_Приведённый отрывок_.
________________________________________
Я счел бы возможным для себя брак с любимой женщиной только в том случае, если бы мог предоставить ей жизнь в условиях лучших, чем она жила в своей семье, и во всяком случае быть всегда хорошо одетой и ни в чем себе не отказывать, а в случае появления детей дать им воспитание и образование лучшее, чем сам имеешь. Только такой брак, за вычетом, конечно, посторонних и непредвиденных обстоятельств, и может быть мало-мальски счастлив.

Итак, значит, о браке с этой точки зрения (плюс еще некоторые довольно веские соображения) нечего было и думать. «Тянуть канитель» в данном случае было бы недостойно и себя, и ее. На какие-либо серьезные отношения вне брака она никогда не пошла бы. Следовательно, долженствующая наступить развязка была очевидна и неизбежна.

При следующей же встрече мы с одного взгляда поняли друг друга и поняли, что мы оба пережили за эти дни и к каким бесповоротным результатам пришли… Все же объяснить все это друг другу мы не могли, да и не хотели, вернее, это было бы слишком трудно. Оставалось постепенно заглушить отношения и найти какой-нибудь видимый, показной толчок к размолвке, что при нашем напряженном состоянии и страшно обострившемся самолюбии оказалось нетрудным. Так, на этих же днях, просидев целый вечер у нее вместе с А. М. (что одно уже привело меня в состояние злобы), когда мы вместе уходили, она, провожая нас на лестнице, вдруг безо всякой видимой причины вырвала у меня свою руку и, не попрощавшись, исчезла. Этого уже оказалось достаточно, чтобы порвать ту натянутую нить, на которой висела вся тяжесть. Следующие после этого дни я испытывал какое-то странное чувство, состоящее из смеси любви, ненависти, равнодушия, ревности и злобы. И тут, точно нарочно, я, идя по двору Театрального училища, куда ходил искать Богданова, сталкиваюсь с Л. А. К<лечковской>. Мы довольно долго смотрели друг на друга удивленно и молча и, наконец, здороваемся. «Ну, как Вы поживаете, как провели время на Кавказе?» — «Ничего, merci, а Вы как?» — «Merci. А Вы куда идете, может быть, не заняты, так зайдите, поболтаем». — «Нет, merci, сегодня занят, в другой раз…» И я с радостью повернулся и ушел в другую сторону. Тут мне мелькнула мысль воспользоваться этой встречей и возобновить с Л. наружно отношения, дабы навести этим кого следует на ложный путь, развлечь несколько себя, а главное, отвлечь как окружающих, так и себя от действительности последних дней. Как ни казалось мне это сначала противным, я все-таки на это решился. В большой дозе этому способствовало желание сохранить за собой в балетных кругах и среди «салона в 4-м ярусе» прежнее первенствующее положение, которое теперь, с превращением ее из воспитанницы в артистку, было особенно интересно. А главная причина этого контрфорса[76] была та, что очень уж я зол был на себя, и на судьбу, и на А. С. Т.
________________________________________
_Показанные строки_.
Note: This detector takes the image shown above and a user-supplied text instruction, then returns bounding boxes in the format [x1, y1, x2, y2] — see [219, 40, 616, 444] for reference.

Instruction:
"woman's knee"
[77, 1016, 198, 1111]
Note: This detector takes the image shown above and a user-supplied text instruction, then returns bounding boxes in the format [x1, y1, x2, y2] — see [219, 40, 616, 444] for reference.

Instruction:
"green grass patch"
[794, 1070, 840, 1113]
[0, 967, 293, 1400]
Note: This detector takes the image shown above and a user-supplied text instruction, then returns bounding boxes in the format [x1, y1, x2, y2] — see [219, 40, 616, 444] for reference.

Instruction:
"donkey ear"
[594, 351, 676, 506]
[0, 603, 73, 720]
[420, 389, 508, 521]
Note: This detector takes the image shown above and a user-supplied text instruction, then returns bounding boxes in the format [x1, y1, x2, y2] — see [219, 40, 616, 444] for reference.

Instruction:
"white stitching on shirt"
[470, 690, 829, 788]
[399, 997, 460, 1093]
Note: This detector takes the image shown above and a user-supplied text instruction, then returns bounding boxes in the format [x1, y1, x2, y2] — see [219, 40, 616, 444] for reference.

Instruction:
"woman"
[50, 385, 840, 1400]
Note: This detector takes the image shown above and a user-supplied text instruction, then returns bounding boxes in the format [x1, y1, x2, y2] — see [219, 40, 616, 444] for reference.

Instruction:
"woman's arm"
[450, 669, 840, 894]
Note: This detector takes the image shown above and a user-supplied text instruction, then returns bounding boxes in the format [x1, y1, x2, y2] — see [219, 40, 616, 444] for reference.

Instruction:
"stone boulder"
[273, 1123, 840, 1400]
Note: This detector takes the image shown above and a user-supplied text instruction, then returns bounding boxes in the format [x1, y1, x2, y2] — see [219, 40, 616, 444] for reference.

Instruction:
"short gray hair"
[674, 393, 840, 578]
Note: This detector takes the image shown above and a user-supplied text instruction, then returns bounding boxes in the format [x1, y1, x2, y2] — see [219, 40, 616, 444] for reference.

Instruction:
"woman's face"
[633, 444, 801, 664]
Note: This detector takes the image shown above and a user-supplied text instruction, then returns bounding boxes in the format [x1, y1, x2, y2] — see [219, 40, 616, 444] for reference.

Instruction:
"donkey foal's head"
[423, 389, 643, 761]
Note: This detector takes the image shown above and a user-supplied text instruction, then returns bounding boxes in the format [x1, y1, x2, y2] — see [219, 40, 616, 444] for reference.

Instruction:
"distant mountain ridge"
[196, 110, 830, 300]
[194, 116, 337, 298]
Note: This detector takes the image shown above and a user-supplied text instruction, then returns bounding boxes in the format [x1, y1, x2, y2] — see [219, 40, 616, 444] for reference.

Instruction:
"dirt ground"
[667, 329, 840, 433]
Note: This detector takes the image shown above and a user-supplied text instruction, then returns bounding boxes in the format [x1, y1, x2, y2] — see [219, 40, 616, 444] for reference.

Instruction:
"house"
________________________________________
_Над чем работать_.
• 1. Определи, соответствуют ли отрывку о размолвке утверждения (a), (b) и (c), и подкрепи каждый ответ «да» или «нет» решающими словами отрывка в точной цитате. (a) Рассказчик считал брак возможным лишь при условии, что сможет дать любимой женщине жизнь лучше, чем в её семье. (b) Встреча с Л. А. К<лечковской> произошла во дворе Театрального училища. (c) Рассказчик принял приглашение Л. А. К<лечковской> зайти поболтать в тот же день.
• 2. Продолжи отрывок о размолвке, начав сразу после его последнего предложения.
Строки никак не связаны с отрывком о размолвке.

_Список ответов_.
• 1.
(a) Да: «если бы мог предоставить ей жизнь в условиях лучших, чем она жила в своей семье».
(b) Да: «идя по двору Театрального училища, куда ходил искать Богданова, сталкиваюсь с Л. А. К<лечковской>».
(c) Нет: «Нет, merci, сегодня занят, в другой раз…»

• 2.
Через день я явился в Александринский театр, купил кресло и уселся смотреть какую-то «Перчатку» или «Воспитатель Флаксман». Во время 1-го антракта я встретил Богданова и он затащил меня к себе в ложу, находящуюся как раз vis-à-vis[77] ложи Л., которая сидела окруженная тремя офицерами и болтала с ними, очевидно не заметив еще меня. Тухнет люстра, начинается 2-й акт и вдруг рядом, в соседней ложе от меня, разделенная лишь барьером, появляется А. С. Т. Я никак этого не ожидал и был так поражен, что в течение 10 минут не мог собрать мыслей. Она села в самой глубине ложи, бледная, чем-то расстроенная, и, видимо, совершенно не интересовалась пьесой, ибо в течение целого акта ни разу не взглянула на сцену и, сидя неподвижно, как статуя, не сводила глаз с какой-то точки в пространстве. Я смотрел на нее в упор в течение целого часа и ни разу не встретился с ней взглядом. Судя по всему, она тоже чувствовала себя эти дни не лучше моего, словом, мы мучили таким образом друг друга, сами не зная для чего, но изменить этой тактики не могли и не хотели. В эту минуту, сидя в полутемной ложе и глядя на нее, я готов был пожертвовать всем для этой девушки и готов бы был, кажется, отдать полжизни, чтобы только быть единственным и самым близким к ней человеком. Но кончился акт, и она, вероятно сказав, что ей нездоровится, уехала домой. Я видел, как она быстро оделась и в сопровождении А. М. уехала. Тут, не знаю почему, меня вдруг опять обуяли какие-то противуположные мысли и чувства, и я, сам не знаю почему, поднялся в бельэтаж и быстрым шагом вошел в ложу Л., где начал сразу разыгрывать в высшей степени весело настроенного и довольного собою человека, что мне тогда навряд ли удавалось. В середине 3-го акта мы тихонько вышли из ложи, поднялись наверх и сидели у нее в будуаре… до 4-х часов ночи. Сначала я показал ей письмо, которое для нее приготовил, но почему-то не послал и в котором три дня тому назад писал, что между нами все должно быть кончено, ибо я не желаю ее обманывать (!!!). Она спокойно прочла это письмо, сложила его, возвратила мне и заявила, что «все это пустяки, и ты по-прежнему меня любишь» (а? какова штучка?!!). Меня сначала поразила такая нелепая самоуверенность, но потом заинтересовали ее мотивы, и мы на этой почве проболтали до 4-х часов утра. В заключение я с ней расцеловался и ушел… Убей меня Бог, если я сам мог тогда, да и теперь, отдать себе отчет в этих поступках. Положительно мною руководила какая-то посторонняя и удивительно несуразная сила.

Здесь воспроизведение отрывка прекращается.